_Directions_
Output the records that follow, keeping every line exactly as it is.

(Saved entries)
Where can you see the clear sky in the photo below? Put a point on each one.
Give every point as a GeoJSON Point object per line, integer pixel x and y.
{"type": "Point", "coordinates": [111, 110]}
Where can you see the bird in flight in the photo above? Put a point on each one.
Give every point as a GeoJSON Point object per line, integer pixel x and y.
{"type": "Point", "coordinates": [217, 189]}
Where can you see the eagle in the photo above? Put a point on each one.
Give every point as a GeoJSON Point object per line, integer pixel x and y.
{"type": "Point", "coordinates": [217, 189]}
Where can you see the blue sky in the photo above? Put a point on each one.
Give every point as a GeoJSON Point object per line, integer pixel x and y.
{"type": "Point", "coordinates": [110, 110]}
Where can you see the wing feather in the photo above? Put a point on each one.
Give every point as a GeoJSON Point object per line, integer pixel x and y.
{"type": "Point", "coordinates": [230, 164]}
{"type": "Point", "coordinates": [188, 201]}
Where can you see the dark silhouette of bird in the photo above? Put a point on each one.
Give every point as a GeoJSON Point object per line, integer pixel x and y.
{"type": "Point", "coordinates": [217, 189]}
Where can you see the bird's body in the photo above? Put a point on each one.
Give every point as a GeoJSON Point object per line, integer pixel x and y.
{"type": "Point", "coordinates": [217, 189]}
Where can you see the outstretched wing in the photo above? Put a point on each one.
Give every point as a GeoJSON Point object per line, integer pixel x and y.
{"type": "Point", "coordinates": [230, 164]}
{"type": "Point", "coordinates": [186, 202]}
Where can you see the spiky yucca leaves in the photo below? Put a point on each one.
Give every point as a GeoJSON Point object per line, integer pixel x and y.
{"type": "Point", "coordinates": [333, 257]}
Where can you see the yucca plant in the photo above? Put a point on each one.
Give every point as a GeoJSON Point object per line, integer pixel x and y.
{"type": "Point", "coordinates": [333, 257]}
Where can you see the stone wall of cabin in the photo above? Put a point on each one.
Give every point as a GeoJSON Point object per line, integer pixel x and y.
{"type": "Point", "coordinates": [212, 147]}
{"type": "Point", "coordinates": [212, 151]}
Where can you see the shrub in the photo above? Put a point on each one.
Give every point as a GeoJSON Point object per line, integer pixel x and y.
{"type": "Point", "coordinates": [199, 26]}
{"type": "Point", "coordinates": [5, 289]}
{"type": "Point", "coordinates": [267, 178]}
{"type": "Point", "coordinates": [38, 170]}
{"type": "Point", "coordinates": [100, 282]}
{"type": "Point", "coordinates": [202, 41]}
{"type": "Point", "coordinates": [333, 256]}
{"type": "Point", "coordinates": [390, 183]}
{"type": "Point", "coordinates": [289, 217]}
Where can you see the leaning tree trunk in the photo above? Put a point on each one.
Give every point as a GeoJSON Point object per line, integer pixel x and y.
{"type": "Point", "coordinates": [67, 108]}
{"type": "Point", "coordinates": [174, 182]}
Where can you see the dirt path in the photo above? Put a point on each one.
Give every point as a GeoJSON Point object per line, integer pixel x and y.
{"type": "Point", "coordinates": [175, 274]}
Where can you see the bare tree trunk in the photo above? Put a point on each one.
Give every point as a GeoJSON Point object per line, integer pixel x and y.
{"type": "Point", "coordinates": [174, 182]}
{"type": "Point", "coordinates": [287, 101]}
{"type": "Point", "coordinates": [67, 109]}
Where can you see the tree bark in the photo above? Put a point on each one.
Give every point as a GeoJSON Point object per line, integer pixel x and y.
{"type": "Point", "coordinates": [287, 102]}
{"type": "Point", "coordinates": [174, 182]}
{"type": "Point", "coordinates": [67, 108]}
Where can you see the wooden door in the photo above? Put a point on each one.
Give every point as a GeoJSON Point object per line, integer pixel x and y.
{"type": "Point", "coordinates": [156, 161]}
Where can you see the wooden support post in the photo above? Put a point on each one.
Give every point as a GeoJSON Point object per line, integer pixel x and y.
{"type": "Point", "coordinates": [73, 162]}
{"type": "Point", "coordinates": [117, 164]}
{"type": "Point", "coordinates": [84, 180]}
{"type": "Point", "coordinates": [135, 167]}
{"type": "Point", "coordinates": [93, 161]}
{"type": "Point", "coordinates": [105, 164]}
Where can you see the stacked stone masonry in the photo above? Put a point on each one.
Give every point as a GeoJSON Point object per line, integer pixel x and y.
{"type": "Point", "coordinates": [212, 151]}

_Task response_
Where can you see the clear sky in the photo below? Put a point on each one.
Give every point as a GeoJSON Point object per line, integer pixel x and y.
{"type": "Point", "coordinates": [111, 110]}
Where can you see the bird in flight in the photo above? Put a point on each one.
Give every point as a GeoJSON Point object per line, integer pixel x and y.
{"type": "Point", "coordinates": [217, 189]}
Where can you see the eagle in the photo above? Put a point on each one.
Give every point as a GeoJSON Point object per line, integer pixel x and y.
{"type": "Point", "coordinates": [217, 189]}
Where can you see the blue sky in the photo above? Put a point on each one.
Give every point as a GeoJSON Point object per line, integer pixel x and y.
{"type": "Point", "coordinates": [110, 110]}
Where can you see the wing feather in the photo above? Put a point on each one.
Give every point as a GeoJSON Point object per line, integer pixel x and y.
{"type": "Point", "coordinates": [230, 164]}
{"type": "Point", "coordinates": [188, 201]}
Where can you see the dark silhouette of bird in the photo above? Put a point on each one.
Give every point as a GeoJSON Point object per line, integer pixel x and y.
{"type": "Point", "coordinates": [217, 189]}
Where can you see the bird's body in the photo above? Put a point on each one.
Give every point as a GeoJSON Point object per line, integer pixel x and y.
{"type": "Point", "coordinates": [217, 189]}
Where can you see the outstretched wing in the photo above? Put a point on each one.
Give every point as a GeoJSON Point object per line, integer pixel x and y.
{"type": "Point", "coordinates": [230, 164]}
{"type": "Point", "coordinates": [186, 202]}
Where can you see the spiky yucca leaves in the photo below? Put a point on each one.
Give every point as a GeoJSON Point object per line, integer pixel x and y.
{"type": "Point", "coordinates": [333, 257]}
Where can you see the yucca plant in the photo above? Put a point on each one.
Give every point as a GeoJSON Point object per line, integer pixel x and y.
{"type": "Point", "coordinates": [333, 257]}
Where can you see the stone wall of cabin in the photo above? Put a point on each one.
Give every point as a GeoJSON Point object per line, integer pixel x and y.
{"type": "Point", "coordinates": [212, 147]}
{"type": "Point", "coordinates": [212, 151]}
Where can you see the shrub in the photo above? Put a point on each one.
Give every point as a GeoJSON Point object per line, integer pixel x and y.
{"type": "Point", "coordinates": [199, 26]}
{"type": "Point", "coordinates": [5, 289]}
{"type": "Point", "coordinates": [267, 178]}
{"type": "Point", "coordinates": [38, 170]}
{"type": "Point", "coordinates": [100, 282]}
{"type": "Point", "coordinates": [202, 41]}
{"type": "Point", "coordinates": [333, 256]}
{"type": "Point", "coordinates": [390, 183]}
{"type": "Point", "coordinates": [289, 217]}
Where can you see the leaning tree trunk in the photo above? Put a point on each one.
Give every point as a GeoJSON Point object per line, integer pixel x and y.
{"type": "Point", "coordinates": [67, 108]}
{"type": "Point", "coordinates": [174, 182]}
Where can you see the dirt path in the photo above? Put a point on each one.
Give every point as a GeoJSON Point object per line, integer pixel x and y.
{"type": "Point", "coordinates": [175, 274]}
Where can you see the bare tree trunk in the photo above? Put a point on each one.
Give every point as a GeoJSON Point object per line, integer pixel x and y.
{"type": "Point", "coordinates": [174, 182]}
{"type": "Point", "coordinates": [287, 101]}
{"type": "Point", "coordinates": [67, 109]}
Where can you see the tree bark in the photo above? Put a point on each one.
Give every point as a GeoJSON Point object per line, integer pixel x and y.
{"type": "Point", "coordinates": [287, 102]}
{"type": "Point", "coordinates": [174, 182]}
{"type": "Point", "coordinates": [67, 108]}
Where can you see the wooden door in the photo above? Put a point on each one.
Give every point as a GeoJSON Point object per line, integer pixel x and y.
{"type": "Point", "coordinates": [156, 161]}
Where can you see the wooden support post in the photo above? Put a point on each one.
Give every point as a GeoJSON Point object per line, integer pixel x and y.
{"type": "Point", "coordinates": [73, 162]}
{"type": "Point", "coordinates": [117, 164]}
{"type": "Point", "coordinates": [84, 180]}
{"type": "Point", "coordinates": [135, 167]}
{"type": "Point", "coordinates": [93, 161]}
{"type": "Point", "coordinates": [105, 164]}
Where can you see the stacked stone masonry in the photo above? Put a point on each one.
Give every point as a GeoJSON Point object per line, integer pixel x and y.
{"type": "Point", "coordinates": [212, 151]}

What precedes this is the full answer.